DIRECTIONS FOR THIS TASK => The lines to extract begin at the one containing "Can you find the flowing" and run to the end of the listing; set them down exactly and alone.

## BEGIN TASK DATA

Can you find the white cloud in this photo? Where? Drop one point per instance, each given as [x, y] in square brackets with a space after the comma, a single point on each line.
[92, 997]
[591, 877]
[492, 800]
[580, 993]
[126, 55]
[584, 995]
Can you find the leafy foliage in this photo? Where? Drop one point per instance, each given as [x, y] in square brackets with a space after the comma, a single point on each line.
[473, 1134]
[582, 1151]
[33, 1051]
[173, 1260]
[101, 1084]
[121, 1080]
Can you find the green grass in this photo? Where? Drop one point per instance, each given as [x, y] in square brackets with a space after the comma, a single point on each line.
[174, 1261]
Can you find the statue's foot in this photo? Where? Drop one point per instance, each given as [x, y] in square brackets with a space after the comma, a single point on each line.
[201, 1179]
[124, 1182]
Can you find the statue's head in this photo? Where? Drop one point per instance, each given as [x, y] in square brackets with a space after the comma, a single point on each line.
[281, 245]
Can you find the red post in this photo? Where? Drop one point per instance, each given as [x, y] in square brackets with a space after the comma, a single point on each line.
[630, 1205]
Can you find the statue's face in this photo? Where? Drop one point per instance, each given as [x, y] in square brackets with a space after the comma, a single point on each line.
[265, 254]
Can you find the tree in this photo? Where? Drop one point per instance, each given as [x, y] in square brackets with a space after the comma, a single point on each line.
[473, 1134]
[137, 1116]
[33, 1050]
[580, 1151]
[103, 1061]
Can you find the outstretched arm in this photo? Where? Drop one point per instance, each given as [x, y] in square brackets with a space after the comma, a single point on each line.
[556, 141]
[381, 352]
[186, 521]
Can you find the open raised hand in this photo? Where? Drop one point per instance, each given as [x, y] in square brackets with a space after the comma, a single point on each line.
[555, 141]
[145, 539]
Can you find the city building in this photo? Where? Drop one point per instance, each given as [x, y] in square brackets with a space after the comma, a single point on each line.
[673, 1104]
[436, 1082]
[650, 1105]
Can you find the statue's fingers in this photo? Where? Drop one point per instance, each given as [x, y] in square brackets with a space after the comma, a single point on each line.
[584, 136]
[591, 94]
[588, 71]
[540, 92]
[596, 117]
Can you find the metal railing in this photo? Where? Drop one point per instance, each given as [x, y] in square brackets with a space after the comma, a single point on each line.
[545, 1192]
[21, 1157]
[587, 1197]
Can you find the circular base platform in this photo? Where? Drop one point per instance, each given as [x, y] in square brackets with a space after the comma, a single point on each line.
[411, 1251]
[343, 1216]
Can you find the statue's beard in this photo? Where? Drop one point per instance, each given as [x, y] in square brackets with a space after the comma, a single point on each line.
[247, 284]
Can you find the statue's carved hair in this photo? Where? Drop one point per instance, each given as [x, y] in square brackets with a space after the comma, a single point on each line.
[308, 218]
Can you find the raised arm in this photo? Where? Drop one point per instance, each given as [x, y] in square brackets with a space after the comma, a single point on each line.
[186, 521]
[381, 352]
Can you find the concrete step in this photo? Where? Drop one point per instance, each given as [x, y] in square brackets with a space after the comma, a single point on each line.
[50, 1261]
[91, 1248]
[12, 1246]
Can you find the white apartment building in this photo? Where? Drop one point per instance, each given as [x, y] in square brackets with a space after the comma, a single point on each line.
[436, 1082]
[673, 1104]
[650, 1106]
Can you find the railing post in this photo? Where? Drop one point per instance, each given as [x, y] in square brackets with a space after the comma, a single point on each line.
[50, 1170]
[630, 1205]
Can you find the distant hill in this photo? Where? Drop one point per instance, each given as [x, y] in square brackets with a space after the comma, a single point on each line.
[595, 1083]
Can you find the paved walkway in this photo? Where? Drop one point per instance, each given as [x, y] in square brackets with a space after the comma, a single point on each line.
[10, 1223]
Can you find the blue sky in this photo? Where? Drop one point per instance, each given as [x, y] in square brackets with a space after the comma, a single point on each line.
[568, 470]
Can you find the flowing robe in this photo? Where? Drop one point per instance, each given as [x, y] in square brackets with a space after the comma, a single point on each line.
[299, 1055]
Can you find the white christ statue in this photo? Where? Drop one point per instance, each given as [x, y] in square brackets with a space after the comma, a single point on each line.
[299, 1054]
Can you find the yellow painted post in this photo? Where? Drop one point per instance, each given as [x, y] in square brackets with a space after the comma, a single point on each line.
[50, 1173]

## END TASK DATA

CORRECT RESULT =>
Can you find the flowing robe in this photo? Where? Drop one point per instance, each given as [x, y] in square brackets with a space after the comma, a single point on each line.
[299, 1055]
Can you find the white christ statue in this photo? Where? Drop one point per instance, each given as [x, y] in square brackets with a space after the comma, a single point on each line.
[299, 1054]
Can you find the yellow painted post in this photo? Where? Drop one point per instance, each given as [x, y] in square brackets with a space after the comma, a single point on each line.
[50, 1173]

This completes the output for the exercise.